▸ EXERCISE REQUIREMENTS
The string "fingers" appears in some lines of the entries that follow; copy each such line.

─── DATASET RECORDS ───

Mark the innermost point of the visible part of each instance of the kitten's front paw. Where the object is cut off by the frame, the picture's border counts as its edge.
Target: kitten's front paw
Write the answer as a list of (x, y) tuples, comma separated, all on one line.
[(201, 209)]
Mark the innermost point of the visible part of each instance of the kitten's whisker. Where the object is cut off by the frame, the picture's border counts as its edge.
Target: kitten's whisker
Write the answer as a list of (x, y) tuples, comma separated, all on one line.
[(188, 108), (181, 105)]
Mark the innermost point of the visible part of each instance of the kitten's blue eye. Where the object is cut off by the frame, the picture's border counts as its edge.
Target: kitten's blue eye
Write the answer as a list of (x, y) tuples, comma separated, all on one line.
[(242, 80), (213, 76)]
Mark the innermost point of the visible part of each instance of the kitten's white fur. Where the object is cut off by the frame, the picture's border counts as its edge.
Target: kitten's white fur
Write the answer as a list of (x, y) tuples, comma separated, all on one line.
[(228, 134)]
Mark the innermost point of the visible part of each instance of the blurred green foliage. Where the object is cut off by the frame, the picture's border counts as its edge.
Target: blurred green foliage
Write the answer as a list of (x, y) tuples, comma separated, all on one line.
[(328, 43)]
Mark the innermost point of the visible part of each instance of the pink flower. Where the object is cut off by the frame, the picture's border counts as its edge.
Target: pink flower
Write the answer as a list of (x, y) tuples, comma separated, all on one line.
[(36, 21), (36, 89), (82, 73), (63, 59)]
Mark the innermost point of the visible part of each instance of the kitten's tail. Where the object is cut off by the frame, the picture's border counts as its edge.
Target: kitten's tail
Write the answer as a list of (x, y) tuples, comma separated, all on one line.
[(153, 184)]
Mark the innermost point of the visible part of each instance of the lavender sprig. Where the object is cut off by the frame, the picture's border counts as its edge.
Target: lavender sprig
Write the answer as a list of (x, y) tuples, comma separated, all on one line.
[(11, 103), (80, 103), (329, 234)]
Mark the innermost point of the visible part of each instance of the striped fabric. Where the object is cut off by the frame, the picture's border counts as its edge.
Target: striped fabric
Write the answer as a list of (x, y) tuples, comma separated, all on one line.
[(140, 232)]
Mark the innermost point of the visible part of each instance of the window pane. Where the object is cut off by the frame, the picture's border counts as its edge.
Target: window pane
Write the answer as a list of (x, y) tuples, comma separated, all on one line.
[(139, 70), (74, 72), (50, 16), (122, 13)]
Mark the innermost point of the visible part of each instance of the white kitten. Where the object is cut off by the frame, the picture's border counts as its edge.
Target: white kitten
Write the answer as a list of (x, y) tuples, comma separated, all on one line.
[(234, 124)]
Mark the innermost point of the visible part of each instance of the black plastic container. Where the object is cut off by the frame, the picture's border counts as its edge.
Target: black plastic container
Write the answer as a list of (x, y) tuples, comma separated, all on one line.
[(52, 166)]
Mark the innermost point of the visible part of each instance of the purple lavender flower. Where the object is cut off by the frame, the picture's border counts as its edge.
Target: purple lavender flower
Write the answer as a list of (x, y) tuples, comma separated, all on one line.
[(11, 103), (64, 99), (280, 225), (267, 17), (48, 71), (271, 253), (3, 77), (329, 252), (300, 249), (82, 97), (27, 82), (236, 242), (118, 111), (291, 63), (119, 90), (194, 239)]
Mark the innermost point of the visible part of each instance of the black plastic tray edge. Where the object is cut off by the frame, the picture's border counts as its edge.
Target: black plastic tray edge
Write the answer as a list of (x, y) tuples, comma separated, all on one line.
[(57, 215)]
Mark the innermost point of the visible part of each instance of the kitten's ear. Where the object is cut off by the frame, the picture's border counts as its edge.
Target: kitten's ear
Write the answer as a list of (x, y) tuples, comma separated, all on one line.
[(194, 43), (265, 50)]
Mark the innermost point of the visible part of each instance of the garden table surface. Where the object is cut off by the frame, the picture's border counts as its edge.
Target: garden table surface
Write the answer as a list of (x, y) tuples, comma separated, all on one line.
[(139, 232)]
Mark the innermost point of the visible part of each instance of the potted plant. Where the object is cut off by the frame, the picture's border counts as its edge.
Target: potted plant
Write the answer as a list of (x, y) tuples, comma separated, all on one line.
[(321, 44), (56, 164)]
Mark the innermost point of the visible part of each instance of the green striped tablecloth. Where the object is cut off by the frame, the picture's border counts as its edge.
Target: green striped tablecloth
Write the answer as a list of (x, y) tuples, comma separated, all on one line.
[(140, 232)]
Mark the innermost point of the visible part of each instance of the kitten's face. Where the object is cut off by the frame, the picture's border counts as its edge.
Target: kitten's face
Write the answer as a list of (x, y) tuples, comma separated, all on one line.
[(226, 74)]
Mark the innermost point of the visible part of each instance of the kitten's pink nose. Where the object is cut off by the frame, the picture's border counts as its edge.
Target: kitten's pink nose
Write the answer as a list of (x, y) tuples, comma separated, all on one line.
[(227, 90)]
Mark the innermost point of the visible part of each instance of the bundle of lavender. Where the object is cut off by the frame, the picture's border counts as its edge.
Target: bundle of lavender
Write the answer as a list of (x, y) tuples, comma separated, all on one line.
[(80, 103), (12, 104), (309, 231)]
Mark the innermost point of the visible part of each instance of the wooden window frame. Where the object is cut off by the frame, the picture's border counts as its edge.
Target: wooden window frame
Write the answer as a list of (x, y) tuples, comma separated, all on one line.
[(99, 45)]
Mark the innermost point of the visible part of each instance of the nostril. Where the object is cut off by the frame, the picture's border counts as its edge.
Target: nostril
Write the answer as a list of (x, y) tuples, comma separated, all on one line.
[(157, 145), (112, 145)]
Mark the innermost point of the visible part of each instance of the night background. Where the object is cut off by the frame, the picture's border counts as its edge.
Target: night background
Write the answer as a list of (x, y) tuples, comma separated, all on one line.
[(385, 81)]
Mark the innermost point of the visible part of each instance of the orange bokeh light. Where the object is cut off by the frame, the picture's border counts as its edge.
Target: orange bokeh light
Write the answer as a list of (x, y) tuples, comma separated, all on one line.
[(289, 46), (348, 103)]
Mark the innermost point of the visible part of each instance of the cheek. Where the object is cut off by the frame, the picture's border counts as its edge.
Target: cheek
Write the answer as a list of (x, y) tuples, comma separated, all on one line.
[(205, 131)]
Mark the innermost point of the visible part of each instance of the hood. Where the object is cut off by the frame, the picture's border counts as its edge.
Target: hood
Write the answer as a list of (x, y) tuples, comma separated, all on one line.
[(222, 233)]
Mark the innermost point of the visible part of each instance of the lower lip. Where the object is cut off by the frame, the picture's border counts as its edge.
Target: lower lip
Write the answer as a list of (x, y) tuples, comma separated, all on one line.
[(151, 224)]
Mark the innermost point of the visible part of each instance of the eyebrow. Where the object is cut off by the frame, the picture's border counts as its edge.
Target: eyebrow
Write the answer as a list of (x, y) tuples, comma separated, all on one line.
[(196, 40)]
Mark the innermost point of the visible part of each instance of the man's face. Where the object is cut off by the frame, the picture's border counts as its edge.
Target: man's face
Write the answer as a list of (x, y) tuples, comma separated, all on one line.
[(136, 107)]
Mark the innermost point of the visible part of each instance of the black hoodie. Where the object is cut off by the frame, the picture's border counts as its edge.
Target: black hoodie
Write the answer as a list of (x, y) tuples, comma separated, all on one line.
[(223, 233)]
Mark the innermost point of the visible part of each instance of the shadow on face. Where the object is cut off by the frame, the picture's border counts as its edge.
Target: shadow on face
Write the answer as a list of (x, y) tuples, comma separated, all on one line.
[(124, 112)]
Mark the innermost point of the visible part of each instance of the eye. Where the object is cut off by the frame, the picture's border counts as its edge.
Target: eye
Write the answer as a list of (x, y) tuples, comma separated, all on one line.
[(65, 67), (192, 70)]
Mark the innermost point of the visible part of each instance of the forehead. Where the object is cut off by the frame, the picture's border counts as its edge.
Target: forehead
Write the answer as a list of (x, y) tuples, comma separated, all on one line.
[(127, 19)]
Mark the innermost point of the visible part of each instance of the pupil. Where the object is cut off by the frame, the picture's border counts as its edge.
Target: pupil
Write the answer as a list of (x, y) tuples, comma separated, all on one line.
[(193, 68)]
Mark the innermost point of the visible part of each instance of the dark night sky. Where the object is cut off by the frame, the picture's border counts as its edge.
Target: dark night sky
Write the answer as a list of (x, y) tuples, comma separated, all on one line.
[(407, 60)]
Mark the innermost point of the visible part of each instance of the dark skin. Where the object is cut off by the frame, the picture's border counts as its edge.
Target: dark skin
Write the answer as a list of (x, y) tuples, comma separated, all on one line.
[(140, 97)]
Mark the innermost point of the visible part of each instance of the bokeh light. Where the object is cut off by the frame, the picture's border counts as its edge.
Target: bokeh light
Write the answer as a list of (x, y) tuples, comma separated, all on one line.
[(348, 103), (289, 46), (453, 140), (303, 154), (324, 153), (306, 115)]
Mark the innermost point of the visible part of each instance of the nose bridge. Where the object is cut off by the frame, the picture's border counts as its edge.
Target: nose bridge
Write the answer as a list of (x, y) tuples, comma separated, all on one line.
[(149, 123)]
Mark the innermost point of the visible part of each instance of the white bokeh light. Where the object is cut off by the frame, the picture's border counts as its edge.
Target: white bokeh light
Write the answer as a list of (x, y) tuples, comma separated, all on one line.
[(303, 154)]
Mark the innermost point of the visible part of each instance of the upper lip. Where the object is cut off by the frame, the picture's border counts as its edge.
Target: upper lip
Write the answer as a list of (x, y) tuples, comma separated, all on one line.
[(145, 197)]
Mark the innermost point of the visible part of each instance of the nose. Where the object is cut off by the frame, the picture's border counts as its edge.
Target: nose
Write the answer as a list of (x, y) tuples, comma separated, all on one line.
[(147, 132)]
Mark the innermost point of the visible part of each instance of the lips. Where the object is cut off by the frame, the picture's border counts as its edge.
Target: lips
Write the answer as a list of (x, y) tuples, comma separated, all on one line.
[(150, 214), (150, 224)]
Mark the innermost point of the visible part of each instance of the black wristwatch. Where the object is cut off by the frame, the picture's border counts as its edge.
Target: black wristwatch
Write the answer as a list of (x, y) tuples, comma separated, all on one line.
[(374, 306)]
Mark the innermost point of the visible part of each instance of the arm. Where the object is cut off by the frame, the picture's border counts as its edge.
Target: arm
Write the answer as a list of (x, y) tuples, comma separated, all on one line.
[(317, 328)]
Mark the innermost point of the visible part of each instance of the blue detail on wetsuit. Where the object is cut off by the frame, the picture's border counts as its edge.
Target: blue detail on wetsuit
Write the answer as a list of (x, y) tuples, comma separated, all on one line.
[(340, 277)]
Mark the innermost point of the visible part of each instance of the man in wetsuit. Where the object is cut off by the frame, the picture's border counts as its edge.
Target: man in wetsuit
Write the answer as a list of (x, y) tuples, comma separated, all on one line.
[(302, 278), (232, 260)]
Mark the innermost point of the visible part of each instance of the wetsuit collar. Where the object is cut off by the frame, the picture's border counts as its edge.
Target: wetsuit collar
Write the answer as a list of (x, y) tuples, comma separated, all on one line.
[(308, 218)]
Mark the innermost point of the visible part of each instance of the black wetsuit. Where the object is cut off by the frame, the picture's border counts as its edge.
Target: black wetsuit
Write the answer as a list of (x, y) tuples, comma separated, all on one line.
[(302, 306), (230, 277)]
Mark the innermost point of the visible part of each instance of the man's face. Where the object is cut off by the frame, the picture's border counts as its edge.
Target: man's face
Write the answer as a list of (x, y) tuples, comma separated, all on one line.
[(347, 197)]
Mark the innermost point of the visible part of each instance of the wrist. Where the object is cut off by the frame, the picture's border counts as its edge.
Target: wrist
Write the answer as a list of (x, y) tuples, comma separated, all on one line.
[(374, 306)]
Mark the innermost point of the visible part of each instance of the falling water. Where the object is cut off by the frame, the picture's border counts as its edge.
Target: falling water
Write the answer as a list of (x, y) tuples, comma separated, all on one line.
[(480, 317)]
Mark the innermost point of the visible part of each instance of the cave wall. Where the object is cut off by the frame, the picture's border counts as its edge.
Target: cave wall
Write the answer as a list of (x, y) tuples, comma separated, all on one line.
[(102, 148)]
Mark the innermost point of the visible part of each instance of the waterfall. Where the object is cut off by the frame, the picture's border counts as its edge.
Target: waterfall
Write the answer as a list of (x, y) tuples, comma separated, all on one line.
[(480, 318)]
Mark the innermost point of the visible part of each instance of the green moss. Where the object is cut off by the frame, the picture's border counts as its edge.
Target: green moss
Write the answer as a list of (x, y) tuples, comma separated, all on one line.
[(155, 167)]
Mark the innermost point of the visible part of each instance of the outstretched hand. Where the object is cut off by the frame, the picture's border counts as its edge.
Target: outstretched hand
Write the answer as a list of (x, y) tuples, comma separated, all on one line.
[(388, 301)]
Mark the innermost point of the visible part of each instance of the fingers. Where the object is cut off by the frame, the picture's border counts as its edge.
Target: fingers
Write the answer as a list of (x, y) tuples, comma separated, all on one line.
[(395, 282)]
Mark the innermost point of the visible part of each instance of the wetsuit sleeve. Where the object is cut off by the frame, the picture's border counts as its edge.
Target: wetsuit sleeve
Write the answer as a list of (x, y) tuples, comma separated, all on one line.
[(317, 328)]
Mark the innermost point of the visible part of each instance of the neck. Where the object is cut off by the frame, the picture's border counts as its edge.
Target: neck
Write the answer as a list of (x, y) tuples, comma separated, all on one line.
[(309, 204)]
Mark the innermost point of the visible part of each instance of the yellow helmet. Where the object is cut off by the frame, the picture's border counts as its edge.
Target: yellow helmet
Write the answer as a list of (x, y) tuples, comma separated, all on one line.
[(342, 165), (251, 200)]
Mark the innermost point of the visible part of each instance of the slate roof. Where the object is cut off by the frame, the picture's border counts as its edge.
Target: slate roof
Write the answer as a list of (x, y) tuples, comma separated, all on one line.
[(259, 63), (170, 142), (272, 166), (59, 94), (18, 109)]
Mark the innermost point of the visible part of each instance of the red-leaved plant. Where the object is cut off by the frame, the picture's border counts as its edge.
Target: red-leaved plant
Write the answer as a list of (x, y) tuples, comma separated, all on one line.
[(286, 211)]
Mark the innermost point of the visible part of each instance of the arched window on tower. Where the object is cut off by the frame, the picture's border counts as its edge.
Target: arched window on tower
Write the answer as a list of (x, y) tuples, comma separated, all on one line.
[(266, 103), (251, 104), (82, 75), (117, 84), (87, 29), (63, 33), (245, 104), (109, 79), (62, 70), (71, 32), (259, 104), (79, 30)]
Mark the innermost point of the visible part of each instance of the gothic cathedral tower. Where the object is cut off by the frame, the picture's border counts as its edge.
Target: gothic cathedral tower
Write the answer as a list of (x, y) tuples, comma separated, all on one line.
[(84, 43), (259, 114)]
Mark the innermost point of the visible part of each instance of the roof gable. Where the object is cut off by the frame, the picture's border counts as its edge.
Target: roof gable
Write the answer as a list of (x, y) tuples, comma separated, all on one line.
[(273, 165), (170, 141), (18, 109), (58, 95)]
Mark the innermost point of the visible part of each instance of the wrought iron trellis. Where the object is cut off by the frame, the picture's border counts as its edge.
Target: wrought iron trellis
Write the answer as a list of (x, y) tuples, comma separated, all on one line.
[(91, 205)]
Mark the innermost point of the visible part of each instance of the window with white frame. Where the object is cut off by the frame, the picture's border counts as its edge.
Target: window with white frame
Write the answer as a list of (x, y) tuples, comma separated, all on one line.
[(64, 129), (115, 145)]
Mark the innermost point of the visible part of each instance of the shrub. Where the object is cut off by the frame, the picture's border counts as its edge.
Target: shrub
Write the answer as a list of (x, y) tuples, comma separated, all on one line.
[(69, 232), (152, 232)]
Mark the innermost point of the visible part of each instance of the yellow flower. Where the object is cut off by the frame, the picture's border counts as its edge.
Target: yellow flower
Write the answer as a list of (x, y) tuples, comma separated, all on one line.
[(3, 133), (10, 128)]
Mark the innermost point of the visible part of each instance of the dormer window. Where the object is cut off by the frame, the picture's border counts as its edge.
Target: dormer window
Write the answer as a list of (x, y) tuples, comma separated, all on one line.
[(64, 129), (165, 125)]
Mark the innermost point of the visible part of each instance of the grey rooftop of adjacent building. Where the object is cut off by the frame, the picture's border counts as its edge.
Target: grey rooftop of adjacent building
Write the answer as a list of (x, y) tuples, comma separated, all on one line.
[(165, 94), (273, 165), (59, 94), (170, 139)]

───

▸ EXPECTED OUTPUT
Mark the innermost point of the visible part of each instance of the fingers. Where the object is cut off by the frame, the picture's border counts as its edge.
Target: fingers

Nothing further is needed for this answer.